__About this exercise__. Write the next paragraph of the passage below on hormones and aggressive behavior in rodents, starting after its last sentence.

+++ Provided text +++

One should reiterate that other aggression models using rodents (especially mice) give different associations between hormones and behavior. Conner et al. (1983) have shown that shock-induced fighting has hormonal correlates that are not too dissimilar from social aggression (e.g., sex differences are evident and androgens have generally stimulatory actions). Svare, in an excellent series of studies (reviewed in Svare and Mann, 1983; Svare, 1989), showed that the major impact of hormones on maternal aggression

is via their effects predisposing the animals receiving suckling stimulation. Haug and Brain (1989) have compared and contrasted the attack behavior by group-housed mice on lactating intruders with the more utilized social aggression. They find that this form of attack produces a mirror-image hormonal picture, with castration stimulating attack by males and replacement with androgens or estrogens suppressing this "female" form of attack. One can argue (with considerable justification) that we should attempt to learn as much as possible about the endocrine correlates of many forms of rodent behavior. Not only will there be a gain in theoretical knowledge, but because different kinds of aggression in many species (including our own) are motivated differently (see introductory material), we need such information.

Since this account considers agonistic behavior, it is worth mentioning that avoidance of attack (which can be regarded as the other end of the spectrum of activities that makes up agonistic behavior) seems much more influenced by ACTH and the adrenocortical hormones (see Leshner and Roche, 1977; Leshner, 1980). These studies should be extended because it is clear that "stress-related" hormones are commonly released in social encounters, and it appears that they may influence the progress and eventual outcome of interactions.

+++ Records shown +++

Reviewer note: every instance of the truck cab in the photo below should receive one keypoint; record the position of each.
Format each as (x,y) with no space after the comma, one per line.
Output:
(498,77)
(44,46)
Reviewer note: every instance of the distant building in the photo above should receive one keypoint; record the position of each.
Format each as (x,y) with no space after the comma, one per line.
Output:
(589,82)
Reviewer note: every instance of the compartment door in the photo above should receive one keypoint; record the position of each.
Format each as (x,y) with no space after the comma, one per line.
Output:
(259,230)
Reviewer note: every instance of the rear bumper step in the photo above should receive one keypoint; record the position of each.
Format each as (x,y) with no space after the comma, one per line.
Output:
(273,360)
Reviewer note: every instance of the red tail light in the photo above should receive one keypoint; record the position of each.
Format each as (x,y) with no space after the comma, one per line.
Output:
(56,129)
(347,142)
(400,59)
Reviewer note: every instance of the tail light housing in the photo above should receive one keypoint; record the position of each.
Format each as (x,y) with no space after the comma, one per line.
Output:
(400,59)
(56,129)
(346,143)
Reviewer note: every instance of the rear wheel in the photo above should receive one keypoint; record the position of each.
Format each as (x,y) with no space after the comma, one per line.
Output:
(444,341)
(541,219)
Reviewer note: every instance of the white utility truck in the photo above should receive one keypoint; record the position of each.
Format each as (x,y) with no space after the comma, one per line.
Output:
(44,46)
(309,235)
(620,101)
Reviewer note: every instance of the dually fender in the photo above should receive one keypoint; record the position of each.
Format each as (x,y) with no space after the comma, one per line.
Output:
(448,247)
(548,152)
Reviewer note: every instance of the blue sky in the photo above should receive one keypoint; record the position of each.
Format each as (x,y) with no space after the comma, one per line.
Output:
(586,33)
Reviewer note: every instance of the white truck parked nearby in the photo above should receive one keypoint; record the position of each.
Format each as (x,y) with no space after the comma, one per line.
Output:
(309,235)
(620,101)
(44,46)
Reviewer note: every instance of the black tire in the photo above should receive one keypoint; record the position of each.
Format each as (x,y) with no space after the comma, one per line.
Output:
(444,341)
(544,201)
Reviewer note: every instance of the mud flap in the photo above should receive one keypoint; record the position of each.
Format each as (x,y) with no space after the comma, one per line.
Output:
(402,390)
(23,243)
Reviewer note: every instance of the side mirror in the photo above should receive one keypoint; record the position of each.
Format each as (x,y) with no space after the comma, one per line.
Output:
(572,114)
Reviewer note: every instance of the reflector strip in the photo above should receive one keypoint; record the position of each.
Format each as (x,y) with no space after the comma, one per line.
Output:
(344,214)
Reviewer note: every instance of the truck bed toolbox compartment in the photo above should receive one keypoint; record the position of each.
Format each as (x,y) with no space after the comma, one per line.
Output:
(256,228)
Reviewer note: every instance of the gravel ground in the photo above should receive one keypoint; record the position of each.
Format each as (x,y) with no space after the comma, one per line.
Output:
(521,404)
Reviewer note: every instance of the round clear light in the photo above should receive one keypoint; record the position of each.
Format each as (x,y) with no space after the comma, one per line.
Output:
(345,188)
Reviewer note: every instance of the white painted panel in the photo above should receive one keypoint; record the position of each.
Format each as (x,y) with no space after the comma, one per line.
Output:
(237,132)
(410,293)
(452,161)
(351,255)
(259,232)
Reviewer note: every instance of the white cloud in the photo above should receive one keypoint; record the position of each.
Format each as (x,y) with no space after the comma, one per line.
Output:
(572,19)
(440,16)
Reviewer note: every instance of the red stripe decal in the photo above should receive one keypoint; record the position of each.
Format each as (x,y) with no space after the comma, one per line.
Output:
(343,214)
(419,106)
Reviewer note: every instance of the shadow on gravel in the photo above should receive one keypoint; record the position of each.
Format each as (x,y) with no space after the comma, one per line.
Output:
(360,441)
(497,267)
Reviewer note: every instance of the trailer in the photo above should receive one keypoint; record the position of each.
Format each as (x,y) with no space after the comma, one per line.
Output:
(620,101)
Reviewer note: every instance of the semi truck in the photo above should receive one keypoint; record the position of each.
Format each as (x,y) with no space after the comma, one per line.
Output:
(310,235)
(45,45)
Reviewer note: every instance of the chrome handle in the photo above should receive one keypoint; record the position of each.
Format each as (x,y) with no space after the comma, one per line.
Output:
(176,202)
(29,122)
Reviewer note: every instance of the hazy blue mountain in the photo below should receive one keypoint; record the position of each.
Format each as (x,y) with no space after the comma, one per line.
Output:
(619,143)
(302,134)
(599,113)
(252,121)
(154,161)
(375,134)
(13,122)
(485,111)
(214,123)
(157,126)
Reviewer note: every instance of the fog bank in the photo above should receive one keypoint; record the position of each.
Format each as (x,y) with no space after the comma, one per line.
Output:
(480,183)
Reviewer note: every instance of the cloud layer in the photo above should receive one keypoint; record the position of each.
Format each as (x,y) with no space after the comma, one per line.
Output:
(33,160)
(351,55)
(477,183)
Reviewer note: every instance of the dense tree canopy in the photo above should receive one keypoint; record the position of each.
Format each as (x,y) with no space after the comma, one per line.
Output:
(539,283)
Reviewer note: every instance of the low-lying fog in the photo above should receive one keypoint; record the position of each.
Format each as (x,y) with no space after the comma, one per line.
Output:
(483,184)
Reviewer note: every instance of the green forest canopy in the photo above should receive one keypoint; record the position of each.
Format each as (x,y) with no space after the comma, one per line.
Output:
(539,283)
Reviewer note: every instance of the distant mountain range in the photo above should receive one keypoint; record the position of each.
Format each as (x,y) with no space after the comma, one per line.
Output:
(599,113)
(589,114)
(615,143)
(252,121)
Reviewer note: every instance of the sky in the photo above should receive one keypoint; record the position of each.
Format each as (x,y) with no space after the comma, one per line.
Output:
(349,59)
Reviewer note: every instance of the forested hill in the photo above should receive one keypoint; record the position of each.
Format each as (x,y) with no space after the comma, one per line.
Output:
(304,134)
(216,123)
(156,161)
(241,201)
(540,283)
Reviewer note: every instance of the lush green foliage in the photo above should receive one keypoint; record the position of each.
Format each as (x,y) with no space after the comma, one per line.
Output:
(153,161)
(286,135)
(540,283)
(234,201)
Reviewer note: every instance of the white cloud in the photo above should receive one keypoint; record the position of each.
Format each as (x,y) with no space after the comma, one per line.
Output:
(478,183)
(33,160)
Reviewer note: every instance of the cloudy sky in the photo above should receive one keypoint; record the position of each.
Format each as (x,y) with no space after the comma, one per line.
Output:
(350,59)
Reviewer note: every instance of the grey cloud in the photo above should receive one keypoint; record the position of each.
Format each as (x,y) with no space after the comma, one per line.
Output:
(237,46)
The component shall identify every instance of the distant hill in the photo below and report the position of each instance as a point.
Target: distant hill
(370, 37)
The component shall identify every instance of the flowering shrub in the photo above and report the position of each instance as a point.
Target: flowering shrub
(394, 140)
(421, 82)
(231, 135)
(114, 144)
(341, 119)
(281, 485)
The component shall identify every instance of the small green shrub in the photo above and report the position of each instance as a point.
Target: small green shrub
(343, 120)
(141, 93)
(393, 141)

+++

__Written answer__.
The hormonal bases of learning to be submissive or aggressive are of great relevance but far from fully evaluated. Archer (1977) suggested that the testosterone-induced increases in persistence in castrated mice may underpin the effect of this hormone on intermale fighting behavior. Brain (1979a) has reviewed some of the evidence in rodents that ß-lipotropic hormone, ACTH (more especially the 4–10 peptide sequence), melanocyte stimulating hormones, and a variety of related peptides (e.g., enkephalins and endorphins) can alter the acquisition and retention of a variety of reward- and aversion-mediated responses. There is also some evidence that adrenal glucocorticoids influence ongoing or subsequent avoidance reactions. One may consequently suggest that one of the ways in which hormones influence aggression and violence is by mediating learned responses associated with persistence, submission, and avoidance. Consequently, one should look for interactions between hormonal variations and subsequent responding. For example, markedly stressful situations (even in our own species) could predispose individuals to show avoidance, leading to social isolation and subsequent behavioral problems. Anabolic steroids (androgens) might very easily increase persistence in body builders.